» **Segmentation mask data**
# # #

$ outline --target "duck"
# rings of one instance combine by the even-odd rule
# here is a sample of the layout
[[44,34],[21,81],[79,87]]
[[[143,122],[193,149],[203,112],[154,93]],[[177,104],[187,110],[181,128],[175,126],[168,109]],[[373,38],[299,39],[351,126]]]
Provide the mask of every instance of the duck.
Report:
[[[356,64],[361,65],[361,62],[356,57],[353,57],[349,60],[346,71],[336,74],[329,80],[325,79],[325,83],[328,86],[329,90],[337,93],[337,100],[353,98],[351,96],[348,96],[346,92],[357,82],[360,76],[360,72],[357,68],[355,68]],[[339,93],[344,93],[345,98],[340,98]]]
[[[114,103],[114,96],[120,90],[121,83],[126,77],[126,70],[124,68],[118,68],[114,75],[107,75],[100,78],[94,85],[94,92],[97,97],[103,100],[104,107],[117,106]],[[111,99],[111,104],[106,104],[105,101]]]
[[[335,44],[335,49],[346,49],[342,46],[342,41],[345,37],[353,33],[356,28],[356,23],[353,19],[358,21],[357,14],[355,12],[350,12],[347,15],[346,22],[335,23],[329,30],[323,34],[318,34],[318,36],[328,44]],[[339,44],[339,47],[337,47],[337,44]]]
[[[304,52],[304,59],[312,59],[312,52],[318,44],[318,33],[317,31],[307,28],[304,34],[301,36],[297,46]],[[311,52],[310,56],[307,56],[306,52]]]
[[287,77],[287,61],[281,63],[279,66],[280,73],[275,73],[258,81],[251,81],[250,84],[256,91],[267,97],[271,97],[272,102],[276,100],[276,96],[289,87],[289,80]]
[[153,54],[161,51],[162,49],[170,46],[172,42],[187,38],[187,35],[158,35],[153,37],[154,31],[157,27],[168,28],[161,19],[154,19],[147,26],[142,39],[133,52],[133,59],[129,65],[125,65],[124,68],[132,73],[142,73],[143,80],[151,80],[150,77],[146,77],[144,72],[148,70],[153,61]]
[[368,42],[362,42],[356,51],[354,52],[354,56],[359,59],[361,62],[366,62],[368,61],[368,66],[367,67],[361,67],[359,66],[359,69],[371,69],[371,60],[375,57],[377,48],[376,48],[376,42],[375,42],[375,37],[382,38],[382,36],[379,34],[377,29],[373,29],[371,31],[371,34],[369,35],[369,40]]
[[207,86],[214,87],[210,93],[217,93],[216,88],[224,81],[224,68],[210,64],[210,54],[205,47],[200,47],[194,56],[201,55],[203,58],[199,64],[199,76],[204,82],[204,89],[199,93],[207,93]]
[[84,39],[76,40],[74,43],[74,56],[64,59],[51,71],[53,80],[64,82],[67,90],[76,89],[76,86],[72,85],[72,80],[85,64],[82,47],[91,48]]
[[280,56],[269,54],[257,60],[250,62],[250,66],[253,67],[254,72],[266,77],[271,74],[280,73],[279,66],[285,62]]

# # #

» **Directions**
Task for the records above: copy every line in which the word "duck" occurs.

» **Your solution**
$ outline --target "duck"
Provide the mask of every instance of the duck.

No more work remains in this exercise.